### やること
下の行をすべて書き直してください。「shallow」だけを「deep」に変えて、ほかは一切変えないでください。画像は答えに含めないでください。

### 課題の入力
---------------
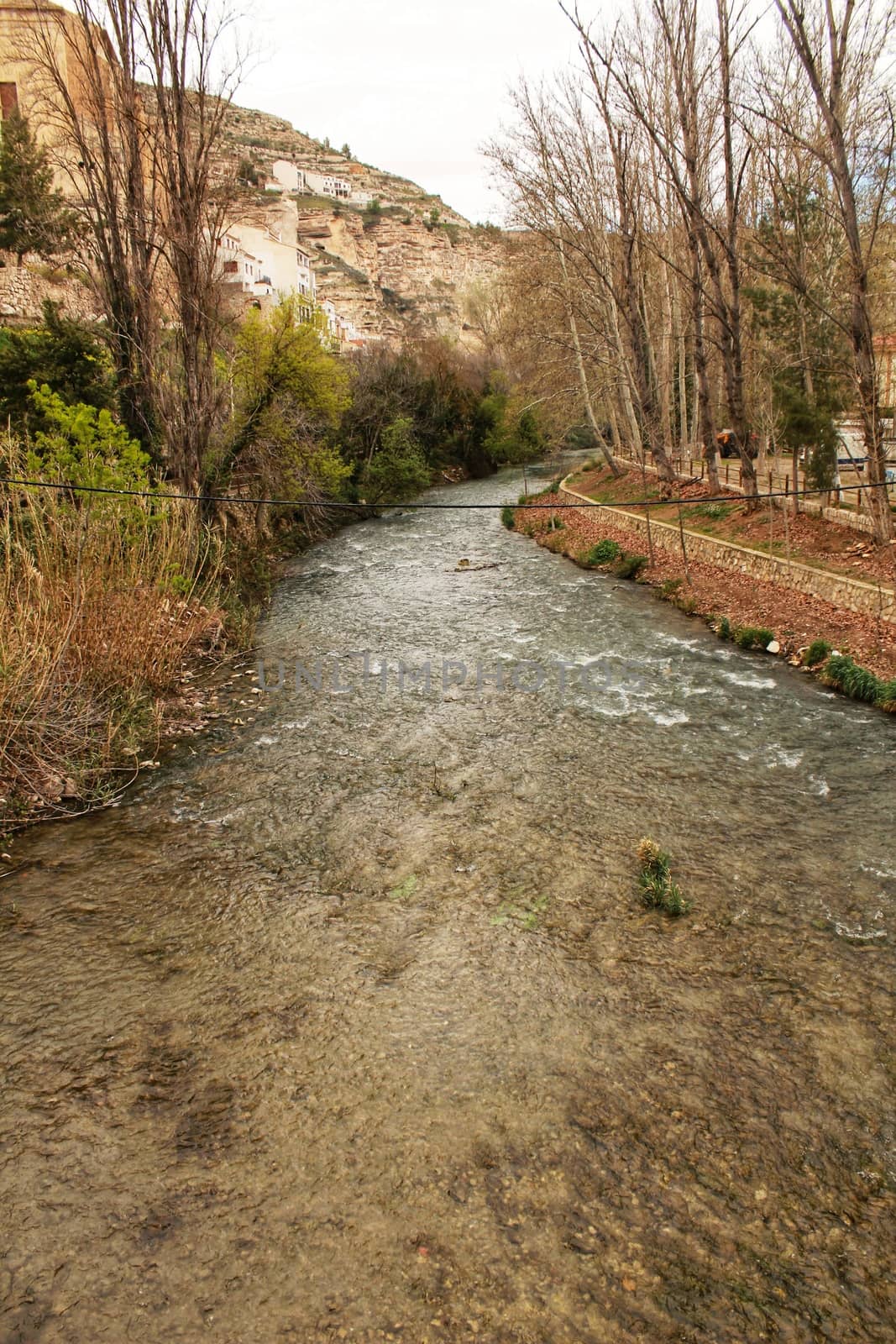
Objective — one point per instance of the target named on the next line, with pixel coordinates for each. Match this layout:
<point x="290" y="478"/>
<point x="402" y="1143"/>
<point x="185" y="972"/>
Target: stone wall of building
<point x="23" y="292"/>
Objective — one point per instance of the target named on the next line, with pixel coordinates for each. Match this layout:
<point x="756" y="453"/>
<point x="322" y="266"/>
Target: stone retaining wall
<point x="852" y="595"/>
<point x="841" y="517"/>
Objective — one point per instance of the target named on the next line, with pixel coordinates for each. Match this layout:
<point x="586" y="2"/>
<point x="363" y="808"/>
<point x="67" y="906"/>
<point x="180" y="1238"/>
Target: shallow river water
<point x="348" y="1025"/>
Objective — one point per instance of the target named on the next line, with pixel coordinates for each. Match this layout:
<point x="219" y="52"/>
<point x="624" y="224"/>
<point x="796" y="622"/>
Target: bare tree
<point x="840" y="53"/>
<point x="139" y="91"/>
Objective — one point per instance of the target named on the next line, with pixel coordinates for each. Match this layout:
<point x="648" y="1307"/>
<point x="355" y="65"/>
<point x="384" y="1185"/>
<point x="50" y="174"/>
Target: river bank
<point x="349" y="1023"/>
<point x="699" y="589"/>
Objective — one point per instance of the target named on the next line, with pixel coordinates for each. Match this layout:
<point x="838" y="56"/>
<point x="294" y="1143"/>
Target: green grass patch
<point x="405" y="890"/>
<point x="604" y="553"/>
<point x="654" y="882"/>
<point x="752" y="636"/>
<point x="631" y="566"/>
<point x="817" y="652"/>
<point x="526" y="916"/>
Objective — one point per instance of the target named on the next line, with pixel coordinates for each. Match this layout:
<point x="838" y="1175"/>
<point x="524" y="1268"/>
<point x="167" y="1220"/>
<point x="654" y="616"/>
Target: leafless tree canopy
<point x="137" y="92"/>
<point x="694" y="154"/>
---------------
### 解答例
Objective — one point per instance of the target named on the next line, with pixel coordinates for each. Match this layout:
<point x="290" y="478"/>
<point x="402" y="1143"/>
<point x="185" y="972"/>
Target: stone wall of building
<point x="23" y="292"/>
Objective — one point per instance of the target named on the next line, with pixel coordinates for each. Match this layout:
<point x="756" y="453"/>
<point x="322" y="266"/>
Target: stone retaining wall
<point x="852" y="595"/>
<point x="841" y="517"/>
Objective — one point per instance of the target named on the next line, with pixel coordinates for each. Match this layout:
<point x="586" y="2"/>
<point x="363" y="808"/>
<point x="67" y="906"/>
<point x="180" y="1238"/>
Target: deep river water
<point x="348" y="1025"/>
Objective — one point per instance of the target named on the next line, with pixel coordinates for each. Match this layout:
<point x="219" y="52"/>
<point x="624" y="224"/>
<point x="796" y="622"/>
Target: bare tree
<point x="840" y="53"/>
<point x="139" y="91"/>
Objective — one point per instance of the target named on the next line, with pixel coordinates for each. Match this layout:
<point x="648" y="1307"/>
<point x="355" y="65"/>
<point x="384" y="1185"/>
<point x="50" y="174"/>
Target: river bank
<point x="349" y="1023"/>
<point x="699" y="589"/>
Objective — one point per instance of the target named on the next line, with pixel coordinates for each. Match this layout:
<point x="838" y="56"/>
<point x="294" y="1143"/>
Target: green grass patch
<point x="405" y="890"/>
<point x="604" y="553"/>
<point x="654" y="882"/>
<point x="752" y="636"/>
<point x="631" y="566"/>
<point x="817" y="652"/>
<point x="526" y="916"/>
Objective — one point per instance of the target named on the next line, with pixel coordinates for each. Match this layout:
<point x="838" y="1175"/>
<point x="524" y="1268"/>
<point x="167" y="1220"/>
<point x="654" y="616"/>
Target: leafless tree canopy
<point x="137" y="92"/>
<point x="694" y="154"/>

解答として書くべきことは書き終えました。